Collected data:
***

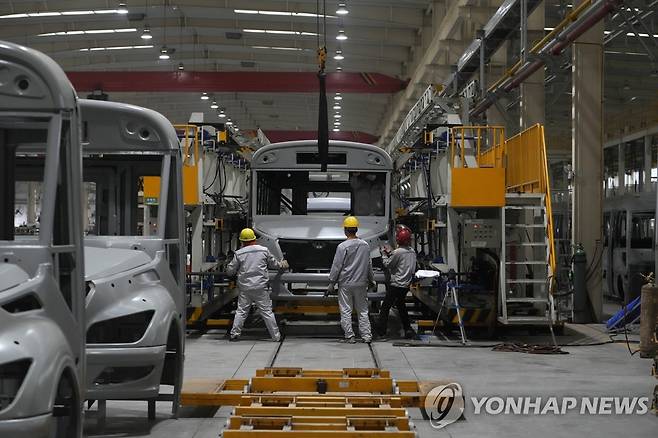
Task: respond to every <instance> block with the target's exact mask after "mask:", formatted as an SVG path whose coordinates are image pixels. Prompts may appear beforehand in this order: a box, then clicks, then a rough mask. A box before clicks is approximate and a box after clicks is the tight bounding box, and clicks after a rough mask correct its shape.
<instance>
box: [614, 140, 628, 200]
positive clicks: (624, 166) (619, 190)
mask: <svg viewBox="0 0 658 438" xmlns="http://www.w3.org/2000/svg"><path fill="white" fill-rule="evenodd" d="M617 179H618V180H619V190H618V191H617V193H616V195H617V196H623V195H624V194H625V193H626V142H624V141H620V142H619V148H618V149H617Z"/></svg>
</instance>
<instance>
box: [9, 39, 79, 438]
mask: <svg viewBox="0 0 658 438" xmlns="http://www.w3.org/2000/svg"><path fill="white" fill-rule="evenodd" d="M0 73H1V74H0V76H1V77H2V79H0V96H1V97H0V436H2V437H19V436H21V437H25V436H29V437H31V438H40V437H44V438H45V437H48V438H52V437H55V438H75V437H81V436H82V397H83V391H84V388H83V385H84V376H85V373H84V371H85V360H84V355H85V345H84V337H83V335H82V334H83V333H84V328H83V327H82V325H83V323H84V281H83V274H84V260H83V249H82V210H83V208H82V202H81V201H82V198H81V196H80V189H81V188H80V180H81V166H80V163H81V159H80V139H79V136H78V133H79V127H80V124H79V111H78V99H77V97H76V94H75V91H74V90H73V87H72V86H71V84H70V82H69V81H68V79H67V78H66V75H65V74H64V72H63V71H62V69H61V68H60V67H59V66H58V65H57V64H56V63H55V62H54V61H53V60H52V59H50V58H49V57H47V56H46V55H44V54H42V53H40V52H37V51H35V50H32V49H29V48H27V47H22V46H18V45H15V44H12V43H8V42H0Z"/></svg>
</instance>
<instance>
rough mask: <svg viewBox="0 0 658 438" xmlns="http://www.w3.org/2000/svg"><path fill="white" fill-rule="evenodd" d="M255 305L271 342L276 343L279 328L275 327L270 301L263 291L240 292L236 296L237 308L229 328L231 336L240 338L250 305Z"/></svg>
mask: <svg viewBox="0 0 658 438" xmlns="http://www.w3.org/2000/svg"><path fill="white" fill-rule="evenodd" d="M252 303H253V304H256V308H257V309H258V312H259V313H260V316H261V318H263V322H265V326H266V327H267V331H269V332H270V336H271V337H272V340H274V341H278V340H279V339H281V335H280V334H279V327H277V325H276V318H275V317H274V312H272V300H271V299H270V294H269V293H268V292H267V291H266V290H264V289H259V290H241V291H240V295H239V296H238V308H237V310H236V311H235V318H234V319H233V328H231V336H240V334H241V333H242V326H243V325H244V322H245V320H246V319H247V316H248V315H249V309H250V308H251V304H252Z"/></svg>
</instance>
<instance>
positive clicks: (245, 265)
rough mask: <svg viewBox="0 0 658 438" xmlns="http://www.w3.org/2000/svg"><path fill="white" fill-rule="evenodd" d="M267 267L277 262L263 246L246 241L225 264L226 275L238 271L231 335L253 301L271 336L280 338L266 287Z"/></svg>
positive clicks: (268, 292)
mask: <svg viewBox="0 0 658 438" xmlns="http://www.w3.org/2000/svg"><path fill="white" fill-rule="evenodd" d="M268 268H270V269H280V268H281V264H280V263H279V262H278V261H277V260H276V259H275V258H274V256H273V255H272V253H271V252H270V251H269V250H268V249H267V248H265V247H264V246H261V245H248V246H245V247H242V248H240V249H239V250H237V251H236V252H235V255H234V256H233V260H231V262H230V263H229V264H228V266H227V267H226V273H227V274H228V275H235V274H236V273H237V274H238V289H239V290H240V295H239V296H238V308H237V310H236V311H235V319H233V328H231V336H240V333H242V326H243V325H244V321H245V320H246V319H247V316H248V315H249V308H250V307H251V304H252V303H255V304H256V307H257V308H258V311H259V312H260V315H261V317H262V318H263V321H264V322H265V325H266V326H267V330H268V331H269V332H270V336H272V339H273V340H275V341H278V340H279V339H281V335H280V334H279V328H278V327H277V325H276V319H275V318H274V313H273V312H272V300H271V299H270V294H269V292H268V291H267V289H266V288H267V282H268V281H269V277H268Z"/></svg>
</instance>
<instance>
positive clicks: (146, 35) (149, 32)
mask: <svg viewBox="0 0 658 438" xmlns="http://www.w3.org/2000/svg"><path fill="white" fill-rule="evenodd" d="M140 38H141V39H143V40H150V39H152V38H153V35H151V29H149V27H148V26H144V30H142V36H141V37H140Z"/></svg>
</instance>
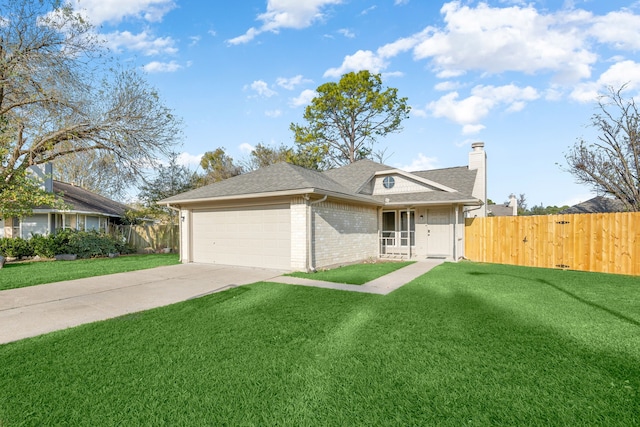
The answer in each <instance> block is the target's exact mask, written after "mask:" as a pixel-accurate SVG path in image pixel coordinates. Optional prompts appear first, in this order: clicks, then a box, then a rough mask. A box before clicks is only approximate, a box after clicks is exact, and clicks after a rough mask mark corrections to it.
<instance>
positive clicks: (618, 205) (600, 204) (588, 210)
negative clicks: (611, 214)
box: [560, 196, 625, 214]
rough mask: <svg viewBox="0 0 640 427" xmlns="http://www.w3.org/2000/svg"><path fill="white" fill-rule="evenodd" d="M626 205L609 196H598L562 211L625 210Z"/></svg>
mask: <svg viewBox="0 0 640 427" xmlns="http://www.w3.org/2000/svg"><path fill="white" fill-rule="evenodd" d="M624 210H625V209H624V205H623V204H622V202H620V201H619V200H616V199H611V198H609V197H603V196H597V197H594V198H593V199H589V200H587V201H586V202H582V203H578V204H577V205H573V206H571V207H570V208H567V209H565V210H563V211H562V212H560V213H566V214H576V213H607V212H623V211H624Z"/></svg>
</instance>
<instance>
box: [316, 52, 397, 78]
mask: <svg viewBox="0 0 640 427" xmlns="http://www.w3.org/2000/svg"><path fill="white" fill-rule="evenodd" d="M386 67H387V64H386V63H385V61H384V59H382V58H381V57H379V56H378V55H376V54H375V53H373V52H371V51H370V50H359V51H357V52H356V53H354V54H353V55H347V56H346V57H345V58H344V61H343V62H342V65H341V66H340V67H338V68H329V69H328V70H327V71H325V72H324V77H340V76H341V75H343V74H345V73H348V72H350V71H361V70H369V71H371V72H372V73H374V74H375V73H379V72H380V71H381V70H383V69H385V68H386Z"/></svg>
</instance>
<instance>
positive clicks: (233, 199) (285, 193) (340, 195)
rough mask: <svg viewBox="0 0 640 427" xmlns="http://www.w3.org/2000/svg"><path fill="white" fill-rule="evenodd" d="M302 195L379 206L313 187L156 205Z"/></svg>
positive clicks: (219, 201)
mask: <svg viewBox="0 0 640 427" xmlns="http://www.w3.org/2000/svg"><path fill="white" fill-rule="evenodd" d="M304 194H320V195H323V196H324V195H326V196H329V197H334V198H337V199H343V200H352V201H358V202H361V203H367V204H372V205H380V202H378V201H377V200H373V199H370V198H368V197H362V196H356V195H349V194H344V193H338V192H334V191H325V190H321V189H317V188H313V187H309V188H300V189H295V190H283V191H269V192H263V193H249V194H235V195H231V196H218V197H201V198H197V199H182V200H169V201H165V200H160V201H159V202H157V203H158V204H159V205H164V206H179V205H185V204H194V203H203V202H223V201H234V200H242V199H261V198H267V197H286V196H301V195H304Z"/></svg>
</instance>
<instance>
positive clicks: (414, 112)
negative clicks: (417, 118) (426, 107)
mask: <svg viewBox="0 0 640 427" xmlns="http://www.w3.org/2000/svg"><path fill="white" fill-rule="evenodd" d="M409 114H411V115H412V116H415V117H422V118H425V117H428V116H429V114H428V113H427V112H426V111H425V110H422V109H420V108H416V107H413V106H412V107H411V111H410V112H409Z"/></svg>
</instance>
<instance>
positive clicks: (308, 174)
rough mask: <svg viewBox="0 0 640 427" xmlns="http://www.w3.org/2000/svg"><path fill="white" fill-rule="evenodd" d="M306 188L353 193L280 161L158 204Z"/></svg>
mask: <svg viewBox="0 0 640 427" xmlns="http://www.w3.org/2000/svg"><path fill="white" fill-rule="evenodd" d="M307 188H314V189H316V190H320V191H328V192H333V193H339V194H345V195H351V194H352V193H353V192H352V191H350V190H349V189H347V188H345V187H344V186H342V185H341V184H339V183H337V182H336V181H334V180H333V179H331V178H330V177H329V176H327V175H325V174H323V173H320V172H317V171H313V170H310V169H305V168H303V167H300V166H295V165H292V164H289V163H284V162H283V163H276V164H273V165H271V166H267V167H265V168H261V169H258V170H256V171H253V172H249V173H246V174H243V175H238V176H234V177H233V178H229V179H226V180H224V181H219V182H215V183H213V184H210V185H206V186H204V187H200V188H197V189H195V190H191V191H188V192H186V193H182V194H178V195H175V196H172V197H169V198H167V199H164V200H162V201H161V202H162V203H171V202H183V201H188V200H199V199H210V198H216V197H226V196H238V195H244V194H247V195H248V194H256V193H272V192H280V191H292V190H302V189H307Z"/></svg>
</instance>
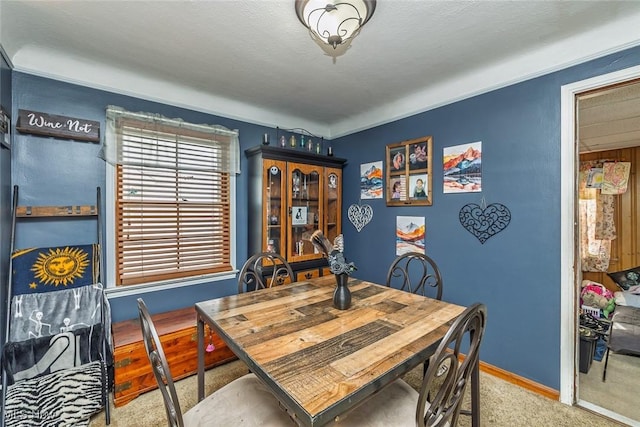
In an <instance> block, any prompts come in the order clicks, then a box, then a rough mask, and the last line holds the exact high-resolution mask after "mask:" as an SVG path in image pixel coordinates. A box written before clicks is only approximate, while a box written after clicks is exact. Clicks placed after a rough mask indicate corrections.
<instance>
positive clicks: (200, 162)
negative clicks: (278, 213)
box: [100, 106, 240, 174]
mask: <svg viewBox="0 0 640 427" xmlns="http://www.w3.org/2000/svg"><path fill="white" fill-rule="evenodd" d="M106 115H107V120H106V122H107V130H106V137H105V140H104V143H103V146H102V149H101V152H100V157H101V158H102V159H104V160H105V161H106V162H108V163H110V164H112V165H124V164H129V165H131V164H134V163H135V164H136V165H138V166H147V167H161V168H170V169H178V170H189V169H193V168H196V169H202V168H203V162H202V159H199V161H198V162H194V163H190V162H182V163H171V162H167V161H166V158H167V157H166V156H165V155H164V153H163V144H160V143H158V144H146V146H145V148H144V153H137V154H136V155H131V153H127V152H125V151H124V150H123V149H122V148H123V144H122V141H123V138H137V139H139V140H141V141H147V142H148V141H151V142H152V141H158V142H168V141H174V142H176V141H180V142H181V143H186V142H187V141H188V143H190V144H194V145H201V146H206V147H212V148H215V151H216V152H217V153H219V155H216V156H211V157H210V161H208V164H207V165H206V169H208V170H212V171H215V172H223V173H234V174H239V173H240V139H239V137H238V135H239V132H238V131H237V130H230V129H227V128H225V127H223V126H213V125H201V124H193V123H188V122H185V121H184V120H182V119H169V118H167V117H164V116H161V115H159V114H150V113H133V112H130V111H126V110H124V109H122V108H120V107H115V106H108V107H107V113H106ZM141 162H142V163H141ZM196 163H197V166H196Z"/></svg>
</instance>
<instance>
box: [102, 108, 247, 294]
mask: <svg viewBox="0 0 640 427" xmlns="http://www.w3.org/2000/svg"><path fill="white" fill-rule="evenodd" d="M107 125H108V126H107V128H108V129H109V131H108V135H107V144H108V146H107V144H106V145H105V150H104V151H105V159H107V161H109V157H112V158H113V160H114V161H113V163H115V164H114V175H115V177H114V178H115V179H114V180H115V184H114V188H113V203H114V207H115V213H114V220H113V222H114V239H115V242H114V248H115V251H114V258H115V259H114V264H115V266H116V267H115V271H114V275H115V285H116V286H127V285H136V284H142V283H150V282H162V281H167V280H172V279H183V278H192V277H200V276H202V275H208V274H214V273H221V272H229V271H232V270H233V266H232V264H233V263H232V261H233V257H232V250H231V249H232V241H231V235H232V233H231V232H230V230H231V228H232V222H233V219H232V212H234V209H233V203H232V201H233V200H234V197H233V196H234V195H233V191H232V190H233V188H234V179H235V176H234V172H236V171H237V165H235V163H236V162H237V153H236V151H237V150H238V146H237V145H238V144H237V132H235V131H229V130H226V129H224V128H220V127H210V126H201V125H191V124H186V123H184V122H182V121H179V120H172V119H166V118H159V117H157V116H145V115H142V114H134V113H127V112H123V111H122V110H119V109H113V108H112V109H110V110H108V111H107ZM110 163H111V162H110Z"/></svg>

***

## [Job]
Select every line in the collected data that contains the word "then", treating uppercase and lowercase as different.

## [Exercise response]
Task: respond to every <instance> block with the target's exact mask after "mask:", formatted as an SVG path whose coordinates are image pixels. Prompts may appear beforehand in this order: a box, then clicks, then a rough mask. A box before clicks is approximate and a box after clicks is the tight bounding box, and clicks after a rough mask correct its shape.
The answer in each <instance> block is the target's exact mask, written after "mask:" as a pixel-accurate SVG path in image pixel coordinates. Optional prompts appear first, in this order: clicks, then a box, then a rough mask. A box before clicks is only approximate, a box after clicks is exact, and clicks after a rough mask mark corrections to it.
In an <instance> block, any prompts come in the order clicks, then a box, then a rough mask, and the last line holds the exact high-resolution mask after "mask:" as an SVG path in image pixel coordinates. A box written before clicks is only approximate, while a box written after clicks is exact. Clicks placed after a rough mask indicate corrections.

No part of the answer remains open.